▶ **Input**:
═══
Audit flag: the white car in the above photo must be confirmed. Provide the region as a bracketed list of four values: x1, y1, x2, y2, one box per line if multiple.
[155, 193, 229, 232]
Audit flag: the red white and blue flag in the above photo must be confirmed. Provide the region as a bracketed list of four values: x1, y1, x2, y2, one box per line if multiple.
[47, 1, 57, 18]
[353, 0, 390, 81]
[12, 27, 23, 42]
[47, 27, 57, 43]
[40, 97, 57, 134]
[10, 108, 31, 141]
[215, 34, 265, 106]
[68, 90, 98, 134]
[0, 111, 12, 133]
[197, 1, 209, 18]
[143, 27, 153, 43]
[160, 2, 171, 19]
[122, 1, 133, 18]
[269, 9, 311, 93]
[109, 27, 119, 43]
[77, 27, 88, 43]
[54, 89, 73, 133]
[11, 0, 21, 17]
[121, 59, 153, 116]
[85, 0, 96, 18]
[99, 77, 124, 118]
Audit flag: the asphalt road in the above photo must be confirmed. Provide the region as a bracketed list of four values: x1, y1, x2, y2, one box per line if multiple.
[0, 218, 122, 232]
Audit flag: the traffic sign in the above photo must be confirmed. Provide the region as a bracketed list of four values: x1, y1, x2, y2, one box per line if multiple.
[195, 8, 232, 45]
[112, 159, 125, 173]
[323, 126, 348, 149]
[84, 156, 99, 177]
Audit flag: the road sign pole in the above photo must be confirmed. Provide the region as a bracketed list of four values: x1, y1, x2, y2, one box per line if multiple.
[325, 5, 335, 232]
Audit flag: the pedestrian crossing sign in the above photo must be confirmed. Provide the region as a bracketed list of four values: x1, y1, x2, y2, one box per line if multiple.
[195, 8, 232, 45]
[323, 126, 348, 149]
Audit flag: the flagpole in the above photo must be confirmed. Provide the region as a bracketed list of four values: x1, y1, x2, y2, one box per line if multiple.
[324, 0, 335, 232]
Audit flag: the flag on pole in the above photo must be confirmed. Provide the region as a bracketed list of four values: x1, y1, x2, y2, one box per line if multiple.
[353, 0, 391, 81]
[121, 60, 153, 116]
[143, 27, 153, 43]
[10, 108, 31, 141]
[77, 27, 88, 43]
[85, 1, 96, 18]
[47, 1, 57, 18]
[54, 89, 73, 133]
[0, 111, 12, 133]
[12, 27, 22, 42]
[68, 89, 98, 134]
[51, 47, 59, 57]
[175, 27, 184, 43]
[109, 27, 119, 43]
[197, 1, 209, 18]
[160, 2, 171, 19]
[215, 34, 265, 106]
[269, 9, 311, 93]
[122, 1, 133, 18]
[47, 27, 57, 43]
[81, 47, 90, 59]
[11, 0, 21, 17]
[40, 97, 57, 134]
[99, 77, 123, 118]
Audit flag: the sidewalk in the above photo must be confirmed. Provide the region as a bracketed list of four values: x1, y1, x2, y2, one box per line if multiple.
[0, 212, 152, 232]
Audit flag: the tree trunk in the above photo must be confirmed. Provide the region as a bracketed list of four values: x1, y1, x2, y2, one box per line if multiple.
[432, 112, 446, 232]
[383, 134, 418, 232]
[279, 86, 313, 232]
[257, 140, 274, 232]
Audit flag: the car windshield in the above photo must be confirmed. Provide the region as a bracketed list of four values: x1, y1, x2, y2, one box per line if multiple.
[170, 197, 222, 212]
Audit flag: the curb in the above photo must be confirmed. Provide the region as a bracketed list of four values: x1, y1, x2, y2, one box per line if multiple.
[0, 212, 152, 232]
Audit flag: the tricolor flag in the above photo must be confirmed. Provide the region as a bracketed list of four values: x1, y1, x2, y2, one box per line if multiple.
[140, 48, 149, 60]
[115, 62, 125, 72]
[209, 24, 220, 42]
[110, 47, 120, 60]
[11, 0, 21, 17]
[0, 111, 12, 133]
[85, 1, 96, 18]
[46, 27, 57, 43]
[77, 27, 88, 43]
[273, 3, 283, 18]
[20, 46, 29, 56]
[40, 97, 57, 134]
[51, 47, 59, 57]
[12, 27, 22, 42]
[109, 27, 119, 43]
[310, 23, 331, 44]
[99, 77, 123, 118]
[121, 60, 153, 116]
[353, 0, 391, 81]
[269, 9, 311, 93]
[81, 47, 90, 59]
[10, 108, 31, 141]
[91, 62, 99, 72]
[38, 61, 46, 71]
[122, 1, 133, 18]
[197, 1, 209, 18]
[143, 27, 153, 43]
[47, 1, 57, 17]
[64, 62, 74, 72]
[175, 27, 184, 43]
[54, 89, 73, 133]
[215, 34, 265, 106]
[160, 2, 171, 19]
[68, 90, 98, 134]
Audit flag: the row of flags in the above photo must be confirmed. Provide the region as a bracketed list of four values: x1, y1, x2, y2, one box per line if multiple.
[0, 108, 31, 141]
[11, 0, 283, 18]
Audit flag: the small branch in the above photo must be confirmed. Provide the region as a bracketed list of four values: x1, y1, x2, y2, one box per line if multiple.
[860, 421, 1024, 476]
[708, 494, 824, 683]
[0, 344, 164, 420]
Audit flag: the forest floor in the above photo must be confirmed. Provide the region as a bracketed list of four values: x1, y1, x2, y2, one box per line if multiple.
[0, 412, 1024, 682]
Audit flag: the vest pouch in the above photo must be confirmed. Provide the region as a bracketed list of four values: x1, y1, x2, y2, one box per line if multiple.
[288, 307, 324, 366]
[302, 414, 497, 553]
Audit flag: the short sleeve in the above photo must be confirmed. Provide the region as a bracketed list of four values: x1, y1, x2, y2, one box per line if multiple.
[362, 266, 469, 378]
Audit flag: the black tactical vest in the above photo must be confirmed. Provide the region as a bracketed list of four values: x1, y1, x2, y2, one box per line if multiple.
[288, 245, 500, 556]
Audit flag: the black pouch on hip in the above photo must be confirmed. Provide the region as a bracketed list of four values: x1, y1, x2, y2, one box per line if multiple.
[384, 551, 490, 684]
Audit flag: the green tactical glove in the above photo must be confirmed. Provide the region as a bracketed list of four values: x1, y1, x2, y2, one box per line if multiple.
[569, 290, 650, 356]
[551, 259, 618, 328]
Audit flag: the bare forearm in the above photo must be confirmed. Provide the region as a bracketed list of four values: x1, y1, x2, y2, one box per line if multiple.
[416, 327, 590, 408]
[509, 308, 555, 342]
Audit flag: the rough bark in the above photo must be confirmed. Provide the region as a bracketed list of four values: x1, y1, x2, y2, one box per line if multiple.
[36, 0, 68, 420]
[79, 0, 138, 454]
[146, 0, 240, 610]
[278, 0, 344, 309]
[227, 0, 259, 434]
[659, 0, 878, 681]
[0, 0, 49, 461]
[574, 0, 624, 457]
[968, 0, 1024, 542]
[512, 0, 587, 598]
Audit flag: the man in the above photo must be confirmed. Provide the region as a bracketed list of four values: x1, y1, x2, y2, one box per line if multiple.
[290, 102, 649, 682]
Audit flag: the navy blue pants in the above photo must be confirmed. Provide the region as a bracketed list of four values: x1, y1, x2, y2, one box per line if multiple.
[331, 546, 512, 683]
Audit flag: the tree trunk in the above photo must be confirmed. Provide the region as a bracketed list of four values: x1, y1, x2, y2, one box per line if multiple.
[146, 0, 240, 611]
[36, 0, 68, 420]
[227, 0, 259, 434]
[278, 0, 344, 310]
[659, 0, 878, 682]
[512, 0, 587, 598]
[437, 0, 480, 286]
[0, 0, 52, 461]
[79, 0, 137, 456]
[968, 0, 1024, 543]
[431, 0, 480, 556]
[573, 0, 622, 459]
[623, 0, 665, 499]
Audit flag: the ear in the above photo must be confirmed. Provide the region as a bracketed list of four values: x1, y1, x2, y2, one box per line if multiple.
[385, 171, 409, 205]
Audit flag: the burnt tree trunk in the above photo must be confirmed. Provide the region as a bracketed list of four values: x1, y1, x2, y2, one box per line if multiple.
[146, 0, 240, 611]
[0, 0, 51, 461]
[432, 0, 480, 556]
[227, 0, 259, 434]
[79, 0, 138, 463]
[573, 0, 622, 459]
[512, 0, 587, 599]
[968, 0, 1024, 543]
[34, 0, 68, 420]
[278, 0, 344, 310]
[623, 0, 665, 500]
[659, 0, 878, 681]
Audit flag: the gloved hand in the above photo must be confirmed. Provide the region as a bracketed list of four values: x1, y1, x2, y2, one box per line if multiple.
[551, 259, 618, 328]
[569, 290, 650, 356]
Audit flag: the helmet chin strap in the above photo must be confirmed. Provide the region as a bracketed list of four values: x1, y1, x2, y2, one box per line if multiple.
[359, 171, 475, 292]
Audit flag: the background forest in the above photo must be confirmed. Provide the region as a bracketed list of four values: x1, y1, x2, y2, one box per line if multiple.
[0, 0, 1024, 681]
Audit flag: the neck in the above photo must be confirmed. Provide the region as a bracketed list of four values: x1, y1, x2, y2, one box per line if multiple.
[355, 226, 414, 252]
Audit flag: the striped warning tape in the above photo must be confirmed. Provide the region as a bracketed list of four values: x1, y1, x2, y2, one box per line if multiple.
═══
▶ **Written instruction**:
Copy the entries from their start through the line containing "[155, 193, 229, 232]", swapping "white car" for "silver car" and keeping everything else the same.

▶ **Final result**:
Audit flag: the silver car in the above photo must be confirmed. Provide the region as a bracketed list of four values: x1, y1, x2, y2, one box per line if multiple.
[155, 193, 229, 232]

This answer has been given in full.